What to produce:
Without changing a single character, copy every record below.

Task material:
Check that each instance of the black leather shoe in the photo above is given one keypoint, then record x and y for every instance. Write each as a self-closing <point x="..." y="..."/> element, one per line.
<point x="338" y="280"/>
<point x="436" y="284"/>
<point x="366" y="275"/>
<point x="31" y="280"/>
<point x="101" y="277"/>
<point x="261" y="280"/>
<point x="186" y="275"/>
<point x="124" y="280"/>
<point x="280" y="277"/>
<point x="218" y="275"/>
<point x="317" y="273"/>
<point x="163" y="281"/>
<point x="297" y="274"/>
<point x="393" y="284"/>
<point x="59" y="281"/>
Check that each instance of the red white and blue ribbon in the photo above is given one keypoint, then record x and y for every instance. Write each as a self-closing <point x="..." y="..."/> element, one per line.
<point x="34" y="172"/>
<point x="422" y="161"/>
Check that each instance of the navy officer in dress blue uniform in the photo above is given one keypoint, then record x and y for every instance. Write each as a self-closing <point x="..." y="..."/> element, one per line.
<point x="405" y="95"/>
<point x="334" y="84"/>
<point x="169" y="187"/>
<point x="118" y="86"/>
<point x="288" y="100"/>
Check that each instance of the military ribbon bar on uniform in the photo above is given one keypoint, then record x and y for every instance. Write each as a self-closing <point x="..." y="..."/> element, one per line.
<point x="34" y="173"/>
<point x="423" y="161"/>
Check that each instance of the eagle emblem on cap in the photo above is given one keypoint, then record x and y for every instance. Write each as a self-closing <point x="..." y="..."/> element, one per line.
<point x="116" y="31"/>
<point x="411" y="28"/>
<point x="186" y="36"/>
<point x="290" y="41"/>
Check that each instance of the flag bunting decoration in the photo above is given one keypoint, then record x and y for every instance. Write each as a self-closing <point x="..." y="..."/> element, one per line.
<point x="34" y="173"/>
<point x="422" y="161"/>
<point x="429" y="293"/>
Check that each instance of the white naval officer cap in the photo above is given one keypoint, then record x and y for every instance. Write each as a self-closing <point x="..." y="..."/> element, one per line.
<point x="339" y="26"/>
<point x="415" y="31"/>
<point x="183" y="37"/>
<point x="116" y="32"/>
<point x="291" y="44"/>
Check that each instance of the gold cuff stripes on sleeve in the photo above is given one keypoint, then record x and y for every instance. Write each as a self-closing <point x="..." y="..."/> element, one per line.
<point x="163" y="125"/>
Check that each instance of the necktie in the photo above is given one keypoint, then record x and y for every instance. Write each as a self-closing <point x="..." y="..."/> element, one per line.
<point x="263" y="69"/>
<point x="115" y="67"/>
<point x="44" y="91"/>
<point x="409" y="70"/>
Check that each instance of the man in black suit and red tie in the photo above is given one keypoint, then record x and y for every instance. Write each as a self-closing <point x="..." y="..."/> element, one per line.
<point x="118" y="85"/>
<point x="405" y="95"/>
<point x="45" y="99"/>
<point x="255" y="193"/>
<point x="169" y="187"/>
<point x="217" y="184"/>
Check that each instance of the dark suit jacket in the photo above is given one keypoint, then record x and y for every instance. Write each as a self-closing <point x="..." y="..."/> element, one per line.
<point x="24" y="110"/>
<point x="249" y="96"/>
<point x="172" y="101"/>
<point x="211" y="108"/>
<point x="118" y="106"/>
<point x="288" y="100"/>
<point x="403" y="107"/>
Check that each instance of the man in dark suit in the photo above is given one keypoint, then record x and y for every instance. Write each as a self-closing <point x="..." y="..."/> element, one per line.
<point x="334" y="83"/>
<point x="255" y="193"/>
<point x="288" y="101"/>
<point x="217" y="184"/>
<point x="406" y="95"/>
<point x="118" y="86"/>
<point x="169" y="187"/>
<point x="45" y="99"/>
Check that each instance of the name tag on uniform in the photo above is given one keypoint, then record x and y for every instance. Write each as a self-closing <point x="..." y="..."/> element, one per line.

Output:
Check that each instance of the black leather shoe in the photo above is given one keypoint, then record x and y for every instance. Write each as a self-closing <point x="..." y="..."/> element, one per line.
<point x="338" y="280"/>
<point x="436" y="284"/>
<point x="366" y="275"/>
<point x="31" y="280"/>
<point x="101" y="277"/>
<point x="261" y="280"/>
<point x="186" y="275"/>
<point x="124" y="280"/>
<point x="280" y="277"/>
<point x="218" y="275"/>
<point x="317" y="273"/>
<point x="163" y="281"/>
<point x="297" y="274"/>
<point x="393" y="284"/>
<point x="59" y="281"/>
Check that each instance of the red white and blue ribbon in the photo above is given one keypoint, then record x and y for every instance. Write each as a self-closing <point x="..." y="..."/> element, one per line.
<point x="34" y="172"/>
<point x="422" y="161"/>
Check that each instance of the navy officer in dress blue uniform in the photo above is given one keypoint, then record x and y for every instance. Write each as a self-closing <point x="..." y="..."/> element, one per line.
<point x="405" y="95"/>
<point x="334" y="84"/>
<point x="169" y="187"/>
<point x="118" y="86"/>
<point x="288" y="100"/>
Check that each instance of the military ribbon bar on uniform in the photo above is given one keypoint, then record x and y for every instance. Write each as a self-closing <point x="..." y="..."/> element, one per line.
<point x="34" y="173"/>
<point x="423" y="161"/>
Check that each instance of the eagle emblem on cap in the photo above is given one keypoint, then record x and y for every instance. Write each as a self-closing <point x="..." y="..."/> element, one per line.
<point x="116" y="31"/>
<point x="411" y="28"/>
<point x="186" y="36"/>
<point x="290" y="41"/>
Check that each instance of the flag bunting decoration in the photo above is given one keypoint, then record x and y for every instance. Write each as a self-closing <point x="..." y="..."/> element, one per line.
<point x="34" y="173"/>
<point x="422" y="161"/>
<point x="429" y="293"/>
Check that each instance of the white naval officer cap in the photo above is given one keypoint, then record x and y for every instance. Write each as a self-closing <point x="..." y="..."/> element, one per line.
<point x="339" y="26"/>
<point x="415" y="31"/>
<point x="183" y="37"/>
<point x="116" y="32"/>
<point x="291" y="44"/>
Check that each instance of the gold cuff stripes on sleeve in the photo above is given one keypoint, then record x and y for every instance. Write each as a self-closing <point x="..." y="..."/> element, one per line.
<point x="163" y="125"/>
Check that each instance of the necktie in the photo above is given one keypoint, then record x and y for every instance. Write each as a self-closing <point x="..." y="..."/> element, one per line.
<point x="263" y="69"/>
<point x="115" y="67"/>
<point x="44" y="91"/>
<point x="409" y="70"/>
Check that each instance of the man in black suit and red tie in the photo above is given one keypoint, then record x and y for every instance. Write each as a self-closing <point x="..." y="..."/> element, one per line.
<point x="118" y="85"/>
<point x="405" y="95"/>
<point x="45" y="99"/>
<point x="255" y="193"/>
<point x="169" y="187"/>
<point x="217" y="184"/>
Check that each instance of the dark suit jacket in the photo above is given one keypoint, then record x and y for every instance. Write each as a self-closing <point x="..." y="..."/> element, one per line.
<point x="24" y="110"/>
<point x="249" y="96"/>
<point x="172" y="101"/>
<point x="211" y="108"/>
<point x="118" y="106"/>
<point x="288" y="100"/>
<point x="403" y="107"/>
Check that each instance of the man in dark suit in the photo above is given one keypoint, then record x and y for every instance. Write each as a self-closing <point x="..." y="..."/> element, one per line.
<point x="334" y="83"/>
<point x="255" y="193"/>
<point x="288" y="101"/>
<point x="217" y="184"/>
<point x="406" y="95"/>
<point x="118" y="86"/>
<point x="169" y="187"/>
<point x="45" y="99"/>
Check that each instance of the name tag on uniform in the photo above is given one keypoint, then record x and y for every instance. Write each as a self-closing <point x="..." y="..."/> element, one per line.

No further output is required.